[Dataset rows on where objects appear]
------------------------------------------------

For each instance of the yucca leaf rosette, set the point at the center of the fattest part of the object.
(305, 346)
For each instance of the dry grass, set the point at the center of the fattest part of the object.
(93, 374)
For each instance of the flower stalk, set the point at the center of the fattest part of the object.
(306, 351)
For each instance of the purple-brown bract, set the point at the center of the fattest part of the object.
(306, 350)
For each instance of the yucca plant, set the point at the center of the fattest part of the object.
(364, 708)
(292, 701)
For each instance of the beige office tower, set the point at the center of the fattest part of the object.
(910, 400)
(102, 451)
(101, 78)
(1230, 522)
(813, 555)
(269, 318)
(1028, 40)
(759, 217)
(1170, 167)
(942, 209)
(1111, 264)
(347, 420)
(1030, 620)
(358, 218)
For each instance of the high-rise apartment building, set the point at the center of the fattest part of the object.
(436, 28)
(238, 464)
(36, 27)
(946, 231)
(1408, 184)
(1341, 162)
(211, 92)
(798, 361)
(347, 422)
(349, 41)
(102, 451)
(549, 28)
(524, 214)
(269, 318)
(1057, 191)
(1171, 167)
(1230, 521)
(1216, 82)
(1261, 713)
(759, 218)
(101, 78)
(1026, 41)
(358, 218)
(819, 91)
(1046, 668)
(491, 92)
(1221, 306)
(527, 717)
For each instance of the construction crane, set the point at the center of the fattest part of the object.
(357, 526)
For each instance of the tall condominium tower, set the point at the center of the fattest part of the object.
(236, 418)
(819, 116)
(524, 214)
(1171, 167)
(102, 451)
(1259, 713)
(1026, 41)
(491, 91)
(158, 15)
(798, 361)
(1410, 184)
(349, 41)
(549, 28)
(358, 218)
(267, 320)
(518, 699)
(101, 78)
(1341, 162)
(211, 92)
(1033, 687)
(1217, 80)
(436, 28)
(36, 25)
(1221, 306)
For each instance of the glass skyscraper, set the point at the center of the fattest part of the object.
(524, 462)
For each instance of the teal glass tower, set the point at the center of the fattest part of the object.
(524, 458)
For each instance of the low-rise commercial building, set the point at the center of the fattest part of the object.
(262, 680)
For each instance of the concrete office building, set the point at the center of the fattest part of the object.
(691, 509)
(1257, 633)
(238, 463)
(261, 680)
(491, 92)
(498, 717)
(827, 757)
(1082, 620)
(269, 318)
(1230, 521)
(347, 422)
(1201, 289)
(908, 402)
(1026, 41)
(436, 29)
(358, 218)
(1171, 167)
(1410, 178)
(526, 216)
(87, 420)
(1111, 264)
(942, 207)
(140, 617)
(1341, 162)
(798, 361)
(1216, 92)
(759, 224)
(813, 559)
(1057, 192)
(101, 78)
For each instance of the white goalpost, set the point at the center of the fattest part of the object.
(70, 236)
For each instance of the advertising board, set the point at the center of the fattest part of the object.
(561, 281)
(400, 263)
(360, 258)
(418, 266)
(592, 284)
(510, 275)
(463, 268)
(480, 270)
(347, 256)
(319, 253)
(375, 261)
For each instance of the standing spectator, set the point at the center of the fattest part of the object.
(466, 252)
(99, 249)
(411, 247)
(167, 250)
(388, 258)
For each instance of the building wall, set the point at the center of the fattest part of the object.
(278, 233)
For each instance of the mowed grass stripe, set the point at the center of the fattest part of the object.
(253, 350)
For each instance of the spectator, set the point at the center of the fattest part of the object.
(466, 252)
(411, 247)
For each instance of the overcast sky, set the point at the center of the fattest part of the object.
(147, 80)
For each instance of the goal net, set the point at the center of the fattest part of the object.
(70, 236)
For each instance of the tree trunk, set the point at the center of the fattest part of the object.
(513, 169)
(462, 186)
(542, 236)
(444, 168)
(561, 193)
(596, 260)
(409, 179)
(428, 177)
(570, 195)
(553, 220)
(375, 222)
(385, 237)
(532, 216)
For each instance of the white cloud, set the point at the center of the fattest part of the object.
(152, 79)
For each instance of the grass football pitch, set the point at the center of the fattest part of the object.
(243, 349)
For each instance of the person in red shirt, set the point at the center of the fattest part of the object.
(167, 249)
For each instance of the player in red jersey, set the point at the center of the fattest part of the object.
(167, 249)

------------------------------------------------

▸ **WRITTEN INSTRUCTION**:
Provide all the records again, word for word.

▸ **FULL SOLUTION**:
For each instance of the yucca leaf rosette, set the point at the center of the fattest part of the object.
(305, 346)
For each instance of the dry grass, set the point at the center of the fattest part of the object.
(93, 374)
For each instance of the flower stalk, set the point at the center of the fattest part of the object.
(306, 351)
For each instance of the purple-brown bract, set the point at the center of the fattest part of the object.
(306, 350)
For each instance of the yucca plant, set the point at the center of the fattest part of the object.
(364, 708)
(292, 701)
For each instance of the beige office tower, set the point at the center of the fattest part of the object.
(910, 400)
(102, 451)
(101, 78)
(1230, 522)
(813, 555)
(269, 318)
(1028, 40)
(759, 217)
(1170, 167)
(942, 209)
(1111, 264)
(347, 420)
(1030, 620)
(358, 218)
For each instance of the high-rise apartment building, set the point at the center of the fattest part of the object.
(436, 28)
(238, 464)
(36, 27)
(946, 231)
(1408, 184)
(1341, 162)
(211, 92)
(798, 361)
(347, 422)
(349, 41)
(102, 451)
(549, 28)
(524, 214)
(269, 318)
(1057, 191)
(1171, 167)
(1230, 521)
(1216, 82)
(1261, 713)
(759, 218)
(101, 78)
(1026, 41)
(358, 218)
(819, 91)
(1046, 668)
(491, 92)
(1221, 306)
(527, 717)
For each instance of the construction crane, set the point at the center of the fattest part of the object.
(357, 526)
For each instance of the tall condominium tower, set the point at the center of the fattest part of the object.
(236, 418)
(819, 116)
(524, 214)
(1171, 167)
(102, 451)
(1259, 713)
(1026, 41)
(491, 91)
(158, 15)
(798, 361)
(1410, 184)
(349, 41)
(549, 28)
(358, 218)
(267, 320)
(518, 699)
(101, 78)
(1341, 162)
(211, 92)
(1033, 687)
(1217, 80)
(436, 28)
(36, 25)
(1221, 306)
For each instance of the glass skyscraper, set the point at the center of the fattest part of the object.
(524, 462)
For each instance of the teal glass tower, set the point at the center of the fattest part of the object.
(524, 458)
For each instance of the low-rise commercial building, set the point at the center of the fattest part of the object.
(262, 680)
For each instance of the concrete office building, set the point at the center of the fattest part of the object.
(691, 509)
(1257, 633)
(238, 463)
(261, 680)
(491, 92)
(498, 717)
(827, 757)
(1082, 620)
(269, 318)
(1230, 521)
(347, 422)
(1201, 289)
(908, 402)
(1026, 41)
(436, 29)
(358, 218)
(1171, 167)
(1410, 178)
(526, 216)
(87, 420)
(1111, 264)
(942, 207)
(140, 617)
(1341, 162)
(798, 361)
(1216, 92)
(759, 224)
(813, 559)
(1057, 192)
(101, 78)
For each instance of the white goalpost, set the point at the center of the fattest part of the object.
(70, 236)
For each instance of the advertising board, set the point at the center of the fattest part of the object.
(561, 281)
(400, 263)
(360, 258)
(418, 266)
(592, 284)
(510, 275)
(463, 268)
(480, 270)
(347, 256)
(319, 253)
(375, 261)
For each instance of the standing spectator, set the point at the center of the fattest part of the object.
(466, 252)
(99, 249)
(411, 247)
(167, 250)
(388, 258)
For each instance of the building wall, set the point at the center of the fattest part of the object.
(278, 233)
For each instance of the mowed grass stripe, set the point at the center of the fattest part of the object.
(253, 350)
For each instance of the spectator, set the point at the center of the fattest part of the object.
(466, 252)
(411, 247)
For each instance of the overcast sky, set the point at the center of the fattest part of the object.
(147, 80)
For each instance of the goal net, set the point at the center of the fattest part of the object.
(70, 236)
For each instance of the tree trunk, set the point at the center of the fattest part of the object.
(513, 169)
(462, 186)
(542, 236)
(444, 168)
(561, 193)
(596, 260)
(409, 179)
(428, 177)
(570, 195)
(553, 220)
(375, 222)
(385, 237)
(532, 216)
For each instance of the white cloud, set the point at the center of the fattest part of the object.
(152, 79)
For each instance of the grass football pitch, set the point at the center of the fattest part of the object.
(243, 349)
For each instance of the person in red shirt, set the point at the center of the fattest part of the object.
(167, 249)
For each instance of the player in red jersey, set the point at the center of the fattest part of the object.
(167, 249)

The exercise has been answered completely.